=== Given data ===

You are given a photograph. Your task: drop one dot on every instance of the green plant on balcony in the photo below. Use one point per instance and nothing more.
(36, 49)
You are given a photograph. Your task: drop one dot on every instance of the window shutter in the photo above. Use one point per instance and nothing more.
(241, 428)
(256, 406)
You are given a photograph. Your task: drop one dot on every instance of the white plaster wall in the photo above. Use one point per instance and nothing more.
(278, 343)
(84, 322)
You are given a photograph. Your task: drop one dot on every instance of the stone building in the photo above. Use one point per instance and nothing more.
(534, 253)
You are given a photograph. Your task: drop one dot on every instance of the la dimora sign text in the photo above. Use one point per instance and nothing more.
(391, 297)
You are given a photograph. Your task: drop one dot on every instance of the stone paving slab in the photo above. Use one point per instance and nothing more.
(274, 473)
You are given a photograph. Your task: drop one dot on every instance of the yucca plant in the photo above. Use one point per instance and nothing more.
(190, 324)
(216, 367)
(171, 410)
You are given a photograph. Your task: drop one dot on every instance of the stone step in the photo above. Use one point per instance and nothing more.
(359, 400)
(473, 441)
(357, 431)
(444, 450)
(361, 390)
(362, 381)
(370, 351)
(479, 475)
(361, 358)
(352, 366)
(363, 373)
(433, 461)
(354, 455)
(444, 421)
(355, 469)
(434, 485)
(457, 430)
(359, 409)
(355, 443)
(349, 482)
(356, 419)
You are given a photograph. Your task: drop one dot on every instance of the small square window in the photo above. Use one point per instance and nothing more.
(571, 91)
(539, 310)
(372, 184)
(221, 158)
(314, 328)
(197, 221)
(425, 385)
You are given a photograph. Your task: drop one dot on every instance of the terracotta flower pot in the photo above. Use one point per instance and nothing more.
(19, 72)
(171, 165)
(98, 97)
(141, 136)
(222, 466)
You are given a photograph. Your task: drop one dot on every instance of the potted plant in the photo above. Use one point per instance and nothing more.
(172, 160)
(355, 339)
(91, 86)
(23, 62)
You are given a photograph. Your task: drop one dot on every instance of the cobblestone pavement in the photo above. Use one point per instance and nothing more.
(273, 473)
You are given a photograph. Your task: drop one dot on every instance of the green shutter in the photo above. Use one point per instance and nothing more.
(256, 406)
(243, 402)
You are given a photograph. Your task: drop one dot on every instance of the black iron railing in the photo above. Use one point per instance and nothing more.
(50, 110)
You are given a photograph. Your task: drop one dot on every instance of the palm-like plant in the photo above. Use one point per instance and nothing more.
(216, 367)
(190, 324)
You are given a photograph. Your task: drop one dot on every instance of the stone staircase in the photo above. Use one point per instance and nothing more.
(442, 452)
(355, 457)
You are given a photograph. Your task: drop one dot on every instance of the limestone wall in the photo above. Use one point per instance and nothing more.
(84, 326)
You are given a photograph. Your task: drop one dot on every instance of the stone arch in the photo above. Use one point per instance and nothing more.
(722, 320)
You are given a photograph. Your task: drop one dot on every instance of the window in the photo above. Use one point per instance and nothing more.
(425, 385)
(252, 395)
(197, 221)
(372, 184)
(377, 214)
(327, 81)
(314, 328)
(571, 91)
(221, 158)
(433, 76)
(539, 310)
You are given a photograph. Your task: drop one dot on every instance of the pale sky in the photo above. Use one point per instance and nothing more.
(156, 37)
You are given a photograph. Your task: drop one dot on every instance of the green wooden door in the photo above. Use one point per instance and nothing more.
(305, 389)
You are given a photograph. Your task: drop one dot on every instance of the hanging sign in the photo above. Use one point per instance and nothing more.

===

• [Goal of the exercise]:
Could you reproduce all of the material above, exactly as it reads?

• [Answer box]:
You are given a photograph. Your task: drop one dot on every instance of the green plant on balcony in the photo below. Use one point per instance and nothing more.
(36, 49)
You are given a photograph. Your task: drop one dot on every instance of the window shutter in the photo above. Use one point per instance and nothing more.
(241, 428)
(256, 406)
You are given a photograph. Your task: drop one dot on every instance of the white plaster wall in the photo above. Use one point per instance and nothing more.
(278, 343)
(84, 322)
You are given a photograph. Your task: drop one dot on every instance of the stone building in the photo above. Use one point per instance and nothing more.
(534, 253)
You are given a photograph. Your task: drop one dot on every instance of the la dimora sign text in the photo above. Use one point per instance and nothing more.
(391, 297)
You are given a photograph. Your task: drop one dot on every instance of the stone paving slab in the photo above. Use one point per instance and nothing more.
(274, 473)
You are given a photograph. Your task: drop one dot on every instance of the yucca plant in the photo above. Use one point per instance and nothing more.
(190, 324)
(216, 367)
(171, 410)
You are given a photograph. Your task: drop one dot on every instance of the stone step in the photo above. Use one point per instance and nothing more.
(359, 400)
(473, 441)
(357, 431)
(444, 450)
(361, 390)
(362, 381)
(370, 351)
(479, 475)
(361, 358)
(352, 366)
(363, 373)
(433, 461)
(354, 455)
(444, 421)
(355, 469)
(434, 485)
(457, 430)
(359, 409)
(355, 443)
(349, 482)
(356, 419)
You are given a photograph. Your task: drop one dot on every instance of the small square window in the photo above. Use one point per instance and nothing more.
(571, 91)
(539, 310)
(372, 184)
(221, 158)
(314, 328)
(197, 221)
(425, 385)
You are given a photograph. Your task: drop one dot on every instance of the terracotta flower pot in the photo above. Use one point per instance and nothing more.
(19, 72)
(171, 165)
(98, 97)
(141, 136)
(222, 466)
You are given a photograph. Your task: drop one dot on every instance of the potted plant in the photo above. Use one point per instance and nothing more.
(172, 160)
(355, 339)
(91, 86)
(23, 62)
You are given a photograph. Your task: drop one dot on every instance of the cobblestone pavement in the photo above. Use one point per instance and nothing more.
(273, 473)
You are given a photograph. Your task: drop one dot on every instance of the green shutter in the photo above. Use one point per instance and nothing more.
(256, 406)
(243, 402)
You are given a photograph. Your task: drop one dot on every instance of the black iron railing in the photo above. Use one point per instance and nothing more.
(50, 110)
You are given a photograph. Your task: drop one dot on every instance of the palm-like plant in the photo above. Use one point per instance and nothing more.
(216, 367)
(190, 324)
You are given a photograph. Your task: drop one dot on every instance of the stone staircase in the photo above. Use one point per instance and nothing more.
(442, 452)
(355, 457)
You are given a photograph. Your task: drop one dot on every instance of the limestone wall in the photo above. Use one point per instance and nothing more.
(84, 326)
You are given a photograph. Your task: drop one dot on every instance of the stone arch in the photo above. Use one point per instance and nothing more.
(722, 320)
You are given a photograph. Your task: drop one dot on every instance of the window in the photo above. Use one point per instance and nothing more.
(425, 385)
(252, 395)
(197, 221)
(372, 184)
(377, 214)
(327, 81)
(314, 328)
(571, 91)
(221, 158)
(433, 76)
(539, 310)
You are given a photograph. Your task: drop one dot on every instance of the pale sky in the photo above. Use one point per instance and nothing more.
(156, 37)
You are given a photograph. Your task: drop one dot on every instance of the green wooden door in the photo above. Use one point per instance and nothing more.
(305, 389)
You are given a photograph. Your task: drop one dot on every instance of the hanging sign in the photo above. Use one point per instance and nothing more.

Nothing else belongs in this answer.